**AIM OF THE EXERCISE**
Reproduce the data below from the line with "Mark each instance of the white protective" up to and including the line with "x=344 y=594", requests included, leaving out the pictures and every line outside that range. Shift each answer coordinate by adding 9 to every x and y value, keeping the requests and their format samples unchanged.

Start INPUT ROWS

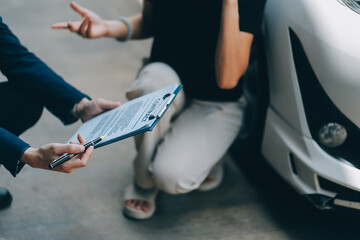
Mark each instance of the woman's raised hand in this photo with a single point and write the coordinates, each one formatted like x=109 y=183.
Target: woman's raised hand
x=91 y=25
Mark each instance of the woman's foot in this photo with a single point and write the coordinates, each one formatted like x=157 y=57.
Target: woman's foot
x=214 y=179
x=139 y=203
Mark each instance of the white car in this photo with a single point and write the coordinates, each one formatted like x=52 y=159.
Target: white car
x=311 y=134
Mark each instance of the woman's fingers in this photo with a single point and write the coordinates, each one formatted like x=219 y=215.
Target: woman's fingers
x=79 y=9
x=81 y=139
x=83 y=29
x=61 y=25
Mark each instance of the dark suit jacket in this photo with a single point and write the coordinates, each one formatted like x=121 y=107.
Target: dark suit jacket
x=33 y=78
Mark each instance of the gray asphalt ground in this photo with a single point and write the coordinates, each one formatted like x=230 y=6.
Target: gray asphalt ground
x=252 y=203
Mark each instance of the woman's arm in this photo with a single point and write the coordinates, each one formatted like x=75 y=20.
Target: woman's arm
x=93 y=26
x=233 y=47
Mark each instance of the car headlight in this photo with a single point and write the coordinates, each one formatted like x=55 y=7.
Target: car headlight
x=353 y=5
x=332 y=135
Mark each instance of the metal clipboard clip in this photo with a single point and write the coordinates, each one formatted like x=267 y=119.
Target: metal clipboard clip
x=167 y=99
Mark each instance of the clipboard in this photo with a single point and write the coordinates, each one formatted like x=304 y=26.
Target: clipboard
x=131 y=118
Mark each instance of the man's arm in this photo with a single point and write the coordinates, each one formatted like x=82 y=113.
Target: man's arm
x=29 y=75
x=233 y=47
x=15 y=153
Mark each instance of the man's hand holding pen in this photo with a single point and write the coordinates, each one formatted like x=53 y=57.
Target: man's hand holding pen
x=43 y=156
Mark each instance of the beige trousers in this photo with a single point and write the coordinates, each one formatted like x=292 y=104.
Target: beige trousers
x=187 y=142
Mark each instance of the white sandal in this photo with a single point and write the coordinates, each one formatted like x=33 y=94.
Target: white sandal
x=217 y=174
x=133 y=192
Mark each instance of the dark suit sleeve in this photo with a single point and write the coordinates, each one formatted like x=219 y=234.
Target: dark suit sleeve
x=34 y=78
x=11 y=150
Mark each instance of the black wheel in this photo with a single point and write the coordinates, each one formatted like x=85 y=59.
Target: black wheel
x=256 y=91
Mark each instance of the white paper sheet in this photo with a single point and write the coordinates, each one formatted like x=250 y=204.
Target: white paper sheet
x=128 y=118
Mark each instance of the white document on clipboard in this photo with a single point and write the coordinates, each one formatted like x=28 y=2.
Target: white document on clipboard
x=136 y=116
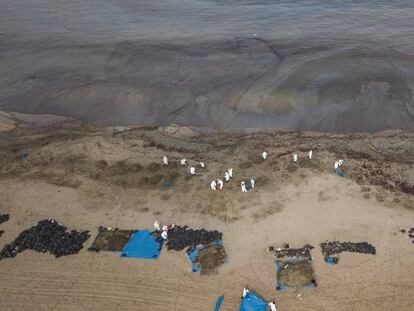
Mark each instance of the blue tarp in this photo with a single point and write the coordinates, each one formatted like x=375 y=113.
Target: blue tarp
x=142 y=245
x=218 y=303
x=251 y=302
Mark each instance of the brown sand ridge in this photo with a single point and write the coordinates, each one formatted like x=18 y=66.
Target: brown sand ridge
x=85 y=176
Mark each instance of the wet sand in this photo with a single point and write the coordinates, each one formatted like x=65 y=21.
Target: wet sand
x=87 y=176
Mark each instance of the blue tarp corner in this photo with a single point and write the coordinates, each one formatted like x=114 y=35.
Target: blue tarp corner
x=251 y=302
x=142 y=245
x=218 y=303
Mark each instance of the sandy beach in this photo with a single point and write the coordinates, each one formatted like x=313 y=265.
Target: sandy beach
x=86 y=176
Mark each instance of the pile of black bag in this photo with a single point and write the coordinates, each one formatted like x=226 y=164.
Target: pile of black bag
x=335 y=247
x=47 y=236
x=286 y=251
x=182 y=237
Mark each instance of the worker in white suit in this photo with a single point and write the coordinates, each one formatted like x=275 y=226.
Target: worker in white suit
x=219 y=183
x=227 y=176
x=230 y=170
x=213 y=185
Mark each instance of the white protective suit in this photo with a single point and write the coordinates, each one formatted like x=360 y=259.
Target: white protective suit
x=295 y=157
x=230 y=170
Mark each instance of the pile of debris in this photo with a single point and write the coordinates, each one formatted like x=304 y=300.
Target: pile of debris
x=335 y=247
x=4 y=218
x=47 y=236
x=286 y=251
x=182 y=237
x=111 y=239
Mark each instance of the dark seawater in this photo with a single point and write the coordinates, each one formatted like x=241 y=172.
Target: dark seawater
x=332 y=65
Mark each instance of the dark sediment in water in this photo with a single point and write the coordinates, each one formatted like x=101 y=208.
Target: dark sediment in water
x=307 y=65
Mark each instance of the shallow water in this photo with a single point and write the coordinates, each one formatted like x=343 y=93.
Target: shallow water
x=321 y=65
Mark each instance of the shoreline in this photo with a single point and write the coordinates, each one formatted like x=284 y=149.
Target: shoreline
x=86 y=176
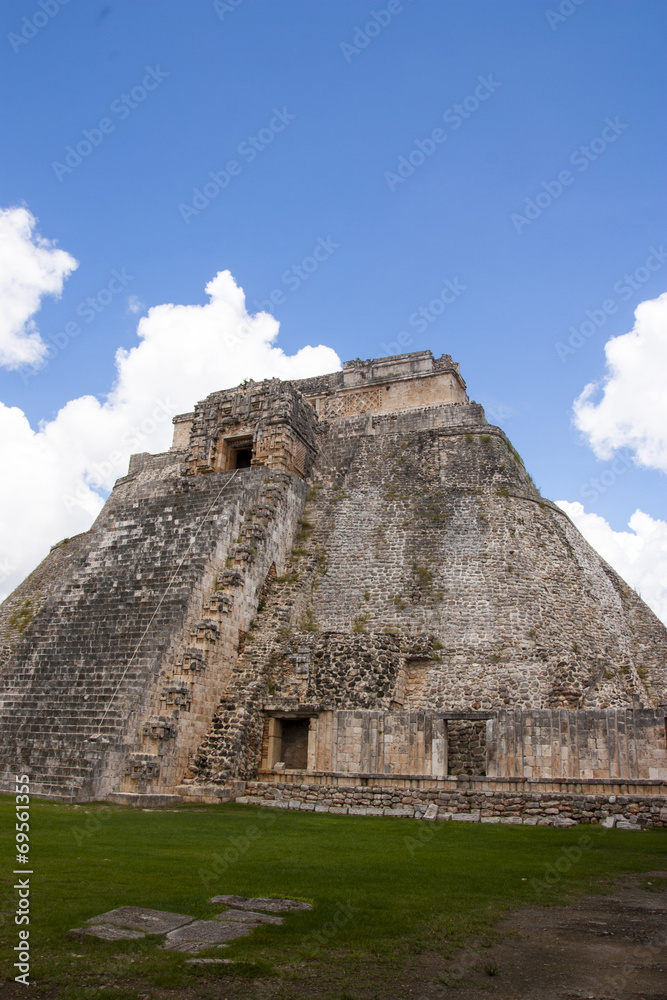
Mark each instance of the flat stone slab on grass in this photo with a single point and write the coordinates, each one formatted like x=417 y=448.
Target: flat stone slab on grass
x=247 y=917
x=106 y=932
x=205 y=934
x=140 y=919
x=262 y=903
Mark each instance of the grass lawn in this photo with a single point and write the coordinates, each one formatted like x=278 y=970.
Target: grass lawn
x=385 y=890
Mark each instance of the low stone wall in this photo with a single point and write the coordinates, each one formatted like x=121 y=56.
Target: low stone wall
x=465 y=805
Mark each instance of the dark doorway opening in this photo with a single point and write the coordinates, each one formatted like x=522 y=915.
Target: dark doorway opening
x=295 y=743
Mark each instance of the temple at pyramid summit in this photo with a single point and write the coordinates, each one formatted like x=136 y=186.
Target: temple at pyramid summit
x=344 y=594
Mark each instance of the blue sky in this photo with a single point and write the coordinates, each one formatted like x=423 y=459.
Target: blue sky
x=229 y=71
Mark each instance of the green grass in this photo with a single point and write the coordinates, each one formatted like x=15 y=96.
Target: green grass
x=384 y=890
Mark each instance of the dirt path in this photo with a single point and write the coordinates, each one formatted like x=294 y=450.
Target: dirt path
x=596 y=948
x=611 y=947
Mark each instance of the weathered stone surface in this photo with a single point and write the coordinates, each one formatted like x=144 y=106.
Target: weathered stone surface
x=201 y=934
x=209 y=961
x=106 y=932
x=141 y=919
x=268 y=904
x=247 y=917
x=384 y=575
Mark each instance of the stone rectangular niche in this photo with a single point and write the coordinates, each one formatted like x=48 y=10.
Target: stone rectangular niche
x=286 y=740
x=237 y=453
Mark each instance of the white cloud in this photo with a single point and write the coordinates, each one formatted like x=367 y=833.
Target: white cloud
x=30 y=268
x=184 y=353
x=632 y=412
x=638 y=555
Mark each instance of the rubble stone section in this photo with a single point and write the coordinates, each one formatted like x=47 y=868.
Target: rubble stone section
x=358 y=561
x=480 y=802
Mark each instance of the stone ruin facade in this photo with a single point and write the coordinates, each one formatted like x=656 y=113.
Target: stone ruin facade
x=340 y=593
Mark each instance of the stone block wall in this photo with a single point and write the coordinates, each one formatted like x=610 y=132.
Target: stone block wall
x=611 y=743
x=385 y=565
x=117 y=648
x=465 y=804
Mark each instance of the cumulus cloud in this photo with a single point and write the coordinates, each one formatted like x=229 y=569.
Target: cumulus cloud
x=632 y=410
x=30 y=268
x=61 y=469
x=638 y=555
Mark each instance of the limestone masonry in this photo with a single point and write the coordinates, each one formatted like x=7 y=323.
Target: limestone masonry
x=342 y=593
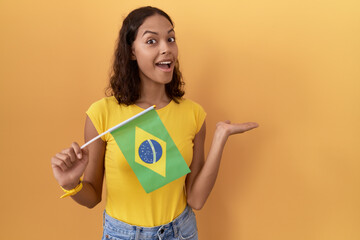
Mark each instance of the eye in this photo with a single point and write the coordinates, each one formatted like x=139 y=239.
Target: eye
x=151 y=41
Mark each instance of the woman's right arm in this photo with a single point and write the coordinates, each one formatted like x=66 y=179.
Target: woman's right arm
x=70 y=164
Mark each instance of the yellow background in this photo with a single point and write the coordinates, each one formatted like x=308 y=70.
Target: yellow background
x=292 y=66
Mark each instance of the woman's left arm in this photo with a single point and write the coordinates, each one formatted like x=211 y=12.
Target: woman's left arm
x=201 y=180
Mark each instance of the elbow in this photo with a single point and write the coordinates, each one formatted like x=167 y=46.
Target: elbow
x=196 y=205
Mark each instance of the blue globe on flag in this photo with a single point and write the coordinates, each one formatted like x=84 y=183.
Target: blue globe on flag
x=150 y=151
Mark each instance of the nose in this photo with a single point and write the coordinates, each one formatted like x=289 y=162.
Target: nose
x=164 y=48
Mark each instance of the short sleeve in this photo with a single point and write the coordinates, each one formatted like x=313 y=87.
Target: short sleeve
x=97 y=113
x=200 y=116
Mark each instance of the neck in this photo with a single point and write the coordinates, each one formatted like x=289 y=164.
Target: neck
x=153 y=94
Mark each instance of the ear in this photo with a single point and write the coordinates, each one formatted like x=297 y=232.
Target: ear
x=133 y=56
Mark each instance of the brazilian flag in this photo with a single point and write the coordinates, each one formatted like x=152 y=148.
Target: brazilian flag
x=150 y=151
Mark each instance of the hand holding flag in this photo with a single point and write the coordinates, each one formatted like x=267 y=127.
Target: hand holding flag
x=69 y=165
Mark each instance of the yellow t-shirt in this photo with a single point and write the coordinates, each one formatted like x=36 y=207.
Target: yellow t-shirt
x=126 y=199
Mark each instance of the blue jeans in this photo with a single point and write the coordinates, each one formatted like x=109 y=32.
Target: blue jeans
x=182 y=227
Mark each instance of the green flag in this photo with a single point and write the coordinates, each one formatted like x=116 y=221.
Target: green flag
x=150 y=151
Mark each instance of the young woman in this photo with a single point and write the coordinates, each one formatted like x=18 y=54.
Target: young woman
x=145 y=73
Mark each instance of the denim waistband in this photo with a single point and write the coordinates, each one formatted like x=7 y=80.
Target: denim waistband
x=119 y=226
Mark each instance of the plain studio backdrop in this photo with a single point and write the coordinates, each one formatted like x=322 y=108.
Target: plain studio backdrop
x=291 y=66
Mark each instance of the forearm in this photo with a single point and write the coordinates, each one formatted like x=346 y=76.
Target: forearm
x=205 y=180
x=87 y=196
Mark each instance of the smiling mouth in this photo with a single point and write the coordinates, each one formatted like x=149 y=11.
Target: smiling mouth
x=164 y=65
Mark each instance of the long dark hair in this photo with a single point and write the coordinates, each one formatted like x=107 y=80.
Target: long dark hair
x=124 y=79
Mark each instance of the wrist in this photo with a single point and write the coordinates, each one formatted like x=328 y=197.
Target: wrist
x=73 y=191
x=69 y=186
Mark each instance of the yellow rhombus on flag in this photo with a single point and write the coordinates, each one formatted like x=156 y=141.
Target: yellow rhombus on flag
x=150 y=151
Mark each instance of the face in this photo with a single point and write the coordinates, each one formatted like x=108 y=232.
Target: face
x=155 y=50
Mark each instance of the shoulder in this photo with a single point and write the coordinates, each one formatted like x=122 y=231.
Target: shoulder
x=104 y=104
x=190 y=105
x=185 y=102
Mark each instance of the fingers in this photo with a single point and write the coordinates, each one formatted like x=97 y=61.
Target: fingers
x=77 y=149
x=66 y=158
x=249 y=125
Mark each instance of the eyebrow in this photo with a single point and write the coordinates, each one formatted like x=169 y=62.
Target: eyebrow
x=148 y=31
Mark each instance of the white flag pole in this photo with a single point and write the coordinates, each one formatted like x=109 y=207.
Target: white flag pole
x=119 y=125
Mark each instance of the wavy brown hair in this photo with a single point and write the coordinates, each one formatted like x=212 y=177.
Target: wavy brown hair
x=124 y=79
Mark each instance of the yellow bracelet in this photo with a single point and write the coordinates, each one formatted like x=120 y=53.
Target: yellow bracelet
x=72 y=191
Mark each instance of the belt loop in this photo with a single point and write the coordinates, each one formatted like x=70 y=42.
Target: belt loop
x=175 y=229
x=137 y=233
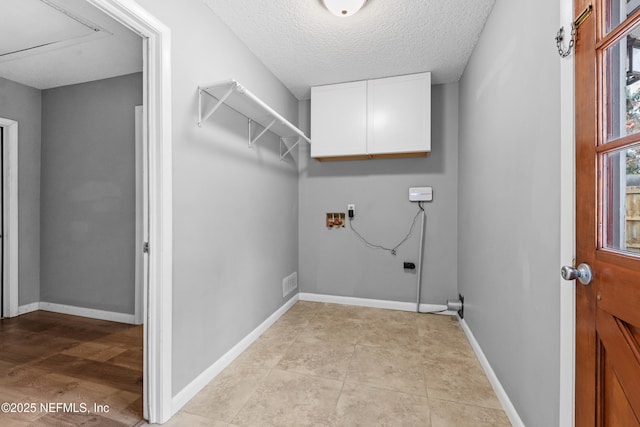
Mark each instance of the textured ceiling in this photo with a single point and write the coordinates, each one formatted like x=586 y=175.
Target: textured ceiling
x=304 y=45
x=55 y=50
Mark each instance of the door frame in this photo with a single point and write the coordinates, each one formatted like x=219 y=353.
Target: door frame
x=567 y=228
x=10 y=205
x=142 y=215
x=157 y=98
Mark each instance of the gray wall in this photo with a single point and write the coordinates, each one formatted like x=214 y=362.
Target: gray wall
x=509 y=209
x=23 y=104
x=88 y=194
x=235 y=209
x=335 y=262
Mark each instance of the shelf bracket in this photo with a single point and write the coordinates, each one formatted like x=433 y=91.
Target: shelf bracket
x=282 y=156
x=254 y=140
x=215 y=107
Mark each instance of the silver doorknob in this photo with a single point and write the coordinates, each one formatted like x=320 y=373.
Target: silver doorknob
x=582 y=273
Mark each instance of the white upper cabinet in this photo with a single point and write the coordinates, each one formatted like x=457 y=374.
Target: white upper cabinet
x=389 y=117
x=339 y=119
x=399 y=114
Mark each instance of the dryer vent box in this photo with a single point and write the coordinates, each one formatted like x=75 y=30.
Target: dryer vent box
x=420 y=194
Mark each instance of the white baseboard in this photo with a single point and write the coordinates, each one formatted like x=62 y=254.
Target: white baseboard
x=508 y=407
x=85 y=312
x=373 y=303
x=28 y=308
x=187 y=393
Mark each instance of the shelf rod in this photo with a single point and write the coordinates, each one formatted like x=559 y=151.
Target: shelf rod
x=273 y=113
x=218 y=104
x=282 y=156
x=253 y=141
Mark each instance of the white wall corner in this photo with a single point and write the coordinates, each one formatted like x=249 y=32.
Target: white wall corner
x=508 y=407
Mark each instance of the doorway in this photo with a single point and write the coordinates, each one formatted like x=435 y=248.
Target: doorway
x=157 y=334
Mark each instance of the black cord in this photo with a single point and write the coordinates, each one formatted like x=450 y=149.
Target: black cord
x=395 y=248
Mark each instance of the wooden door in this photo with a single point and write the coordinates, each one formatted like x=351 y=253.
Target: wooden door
x=607 y=64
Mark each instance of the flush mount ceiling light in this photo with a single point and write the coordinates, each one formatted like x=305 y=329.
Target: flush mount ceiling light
x=344 y=8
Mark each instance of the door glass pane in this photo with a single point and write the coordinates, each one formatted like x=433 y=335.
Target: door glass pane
x=618 y=10
x=621 y=216
x=622 y=70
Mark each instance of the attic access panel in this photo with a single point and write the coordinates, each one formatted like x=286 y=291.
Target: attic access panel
x=48 y=23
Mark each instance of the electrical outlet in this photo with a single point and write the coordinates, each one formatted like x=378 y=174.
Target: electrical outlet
x=351 y=209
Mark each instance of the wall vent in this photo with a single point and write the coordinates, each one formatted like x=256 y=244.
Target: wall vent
x=289 y=284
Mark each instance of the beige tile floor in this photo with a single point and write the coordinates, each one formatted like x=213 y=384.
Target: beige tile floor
x=336 y=365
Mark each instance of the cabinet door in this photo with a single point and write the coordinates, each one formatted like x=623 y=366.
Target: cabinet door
x=399 y=110
x=339 y=120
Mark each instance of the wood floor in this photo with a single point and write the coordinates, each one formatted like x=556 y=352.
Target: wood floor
x=61 y=370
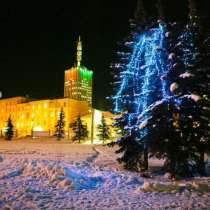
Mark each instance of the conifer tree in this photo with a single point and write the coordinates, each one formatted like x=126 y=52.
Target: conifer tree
x=79 y=129
x=103 y=130
x=59 y=133
x=9 y=130
x=167 y=119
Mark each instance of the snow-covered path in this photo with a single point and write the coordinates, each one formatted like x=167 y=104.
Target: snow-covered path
x=60 y=175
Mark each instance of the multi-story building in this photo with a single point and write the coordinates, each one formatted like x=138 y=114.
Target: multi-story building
x=42 y=115
x=78 y=80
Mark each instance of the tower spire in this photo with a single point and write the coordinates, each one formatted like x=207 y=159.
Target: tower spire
x=140 y=14
x=79 y=52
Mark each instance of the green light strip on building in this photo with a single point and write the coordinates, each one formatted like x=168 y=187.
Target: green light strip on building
x=85 y=74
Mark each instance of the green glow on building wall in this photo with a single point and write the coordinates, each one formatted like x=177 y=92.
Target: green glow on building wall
x=85 y=74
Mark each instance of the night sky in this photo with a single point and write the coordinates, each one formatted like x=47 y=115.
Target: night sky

End INPUT ROWS

**SOLUTION TO THIS TASK**
Mark each instance of the white protective suit in this photo with a single point and write the coordinates, each one formatted like x=360 y=259.
Target: white protective suit
x=304 y=166
x=239 y=179
Mark each instance of the pile of debris in this photo with a single point and write the coordinates, each one formatted like x=304 y=300.
Target: pile of debris
x=344 y=256
x=13 y=227
x=56 y=245
x=295 y=260
x=191 y=246
x=120 y=248
Mark each instance of the dark seawater in this photo with a single point and write the coordinates, each one formatted like x=241 y=172.
Target: dark seawater
x=341 y=74
Mark each instance of the dark sediment in water in this photo with a single point and write the coordinates, each one formatted like x=101 y=208.
Target: dark sediment in water
x=316 y=74
Mark each instance of the shallow water in this photo with a single point and write the coordinates, each one formatted like x=343 y=93.
Target: shallow water
x=330 y=74
Mark each instance of the shoreline in this photo with a single point and write the coordinates, each one formatted like x=284 y=149.
Target: shoreline
x=95 y=185
Mark each instance of the flat stone slab on grass in this photo with a single point and write the coordinates, each one formatted like x=417 y=448.
Target: flat stone slab on grass
x=256 y=926
x=115 y=941
x=214 y=943
x=149 y=928
x=271 y=912
Mark each instance of the grass lawn in this photo with a single point and write the coordinates, each one formatted like x=278 y=970.
Target: grass lawn
x=394 y=899
Mark each instance of the low stone wall in this photo with a single point and write the coordinates, each one formatted like x=121 y=56.
Target: low stone wall
x=474 y=814
Mark each instance of the dark doorway opening in this photo with a single point and write the coordinates, each one formatted like x=522 y=915.
Target: dark doorway opening
x=304 y=752
Mark each instance of the temple at pyramid summit in this photo with a single point and write the coordinates, each one formatted like x=136 y=186.
Target: temple at pyramid summit
x=353 y=603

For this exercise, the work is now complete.